Word for word, restate the lines of the listing from the one that holds "Would you kindly put a point on the tall" through the very last line, and nothing more.
[RECORDS SHOWN Boundary: Start]
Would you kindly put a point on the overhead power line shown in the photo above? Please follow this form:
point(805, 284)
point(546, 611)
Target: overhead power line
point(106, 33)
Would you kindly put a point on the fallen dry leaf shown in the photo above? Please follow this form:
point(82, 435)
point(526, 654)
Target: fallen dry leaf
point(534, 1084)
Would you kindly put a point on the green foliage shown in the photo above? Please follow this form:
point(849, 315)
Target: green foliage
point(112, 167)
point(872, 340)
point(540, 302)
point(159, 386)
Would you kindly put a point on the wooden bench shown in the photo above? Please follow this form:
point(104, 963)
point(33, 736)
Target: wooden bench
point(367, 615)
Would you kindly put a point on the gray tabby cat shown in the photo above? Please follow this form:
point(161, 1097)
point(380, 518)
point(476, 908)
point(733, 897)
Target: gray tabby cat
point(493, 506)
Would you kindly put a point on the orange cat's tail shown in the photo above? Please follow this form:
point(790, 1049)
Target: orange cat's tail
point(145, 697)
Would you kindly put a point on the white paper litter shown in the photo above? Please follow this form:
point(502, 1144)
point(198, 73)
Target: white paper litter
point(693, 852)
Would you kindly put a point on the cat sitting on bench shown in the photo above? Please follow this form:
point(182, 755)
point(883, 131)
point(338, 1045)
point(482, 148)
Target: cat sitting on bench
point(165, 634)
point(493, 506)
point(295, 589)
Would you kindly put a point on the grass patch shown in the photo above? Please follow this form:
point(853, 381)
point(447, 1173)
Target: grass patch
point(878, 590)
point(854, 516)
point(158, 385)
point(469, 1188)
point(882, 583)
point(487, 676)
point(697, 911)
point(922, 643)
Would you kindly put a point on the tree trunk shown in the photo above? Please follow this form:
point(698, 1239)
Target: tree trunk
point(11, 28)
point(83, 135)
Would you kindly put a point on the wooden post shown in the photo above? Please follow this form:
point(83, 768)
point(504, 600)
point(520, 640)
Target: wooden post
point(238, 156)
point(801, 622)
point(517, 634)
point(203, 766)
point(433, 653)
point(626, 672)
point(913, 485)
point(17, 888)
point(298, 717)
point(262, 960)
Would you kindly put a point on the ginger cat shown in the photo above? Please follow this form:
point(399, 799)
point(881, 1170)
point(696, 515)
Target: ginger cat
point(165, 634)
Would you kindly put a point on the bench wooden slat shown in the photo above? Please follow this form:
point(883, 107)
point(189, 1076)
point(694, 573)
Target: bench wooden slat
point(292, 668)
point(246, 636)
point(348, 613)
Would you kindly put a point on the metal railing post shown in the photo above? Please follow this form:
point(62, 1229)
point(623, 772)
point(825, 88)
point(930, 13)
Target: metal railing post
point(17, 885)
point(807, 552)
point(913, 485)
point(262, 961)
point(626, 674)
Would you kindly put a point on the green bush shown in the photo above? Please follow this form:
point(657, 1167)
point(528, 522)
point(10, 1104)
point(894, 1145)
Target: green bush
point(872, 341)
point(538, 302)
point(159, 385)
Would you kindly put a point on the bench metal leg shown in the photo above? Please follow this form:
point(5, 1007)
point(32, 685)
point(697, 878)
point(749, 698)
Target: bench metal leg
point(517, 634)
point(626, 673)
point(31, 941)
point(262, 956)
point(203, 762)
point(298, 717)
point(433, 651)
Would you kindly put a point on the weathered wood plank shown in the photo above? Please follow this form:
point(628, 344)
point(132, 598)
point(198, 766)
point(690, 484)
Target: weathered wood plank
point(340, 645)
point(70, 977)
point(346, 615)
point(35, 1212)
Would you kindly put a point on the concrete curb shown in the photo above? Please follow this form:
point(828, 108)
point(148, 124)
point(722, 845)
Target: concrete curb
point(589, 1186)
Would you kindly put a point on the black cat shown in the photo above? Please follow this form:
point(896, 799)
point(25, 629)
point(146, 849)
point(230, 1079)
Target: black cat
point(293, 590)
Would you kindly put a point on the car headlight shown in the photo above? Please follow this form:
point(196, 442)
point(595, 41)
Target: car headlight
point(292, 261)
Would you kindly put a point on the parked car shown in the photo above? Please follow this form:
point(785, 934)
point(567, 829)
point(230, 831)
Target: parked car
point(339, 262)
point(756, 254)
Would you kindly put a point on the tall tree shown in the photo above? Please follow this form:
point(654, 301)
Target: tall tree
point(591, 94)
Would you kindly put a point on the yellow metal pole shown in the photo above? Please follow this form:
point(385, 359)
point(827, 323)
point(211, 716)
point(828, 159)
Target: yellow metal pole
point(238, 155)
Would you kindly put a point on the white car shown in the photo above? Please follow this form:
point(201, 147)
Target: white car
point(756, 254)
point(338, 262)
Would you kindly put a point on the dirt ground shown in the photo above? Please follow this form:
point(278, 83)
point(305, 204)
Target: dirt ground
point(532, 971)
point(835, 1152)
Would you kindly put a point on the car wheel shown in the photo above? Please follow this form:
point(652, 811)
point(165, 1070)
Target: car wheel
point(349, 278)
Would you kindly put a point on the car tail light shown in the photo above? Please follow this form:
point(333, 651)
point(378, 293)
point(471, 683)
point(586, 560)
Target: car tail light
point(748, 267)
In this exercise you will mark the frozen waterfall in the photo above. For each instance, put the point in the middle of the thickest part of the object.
[RECORDS SHOWN Boundary: End]
**YOUR SOLUTION:**
Would you kindly put a point on the tall tree shown in the photo above? Please follow this form:
point(654, 301)
Target: tall tree
point(591, 94)
Would you kindly put a point on the yellow metal pole shown in the photo above? Please follow this form:
point(385, 359)
point(827, 323)
point(211, 716)
point(828, 159)
Target: yellow metal pole
point(238, 155)
Would you kindly put a point on the white car shown in the photo above? Please follow this form:
point(201, 147)
Target: white car
point(756, 254)
point(338, 262)
Would you kindly put a point on the dirt ground shown in the photo above? Please follow this form:
point(278, 83)
point(305, 204)
Target: dirt ground
point(532, 971)
point(835, 1152)
Would you kindly put a point on the car wheel shown in the photo above? Please follow this form:
point(652, 811)
point(165, 1070)
Target: car wheel
point(349, 278)
Would you kindly put a point on the car tail light shown in the photo above? Please follow this form:
point(333, 651)
point(378, 293)
point(471, 683)
point(586, 560)
Target: car tail light
point(748, 267)
In this exercise you will mark the frozen waterfall in the photo above. For each instance, put the point in the middle of the thickest part of the object.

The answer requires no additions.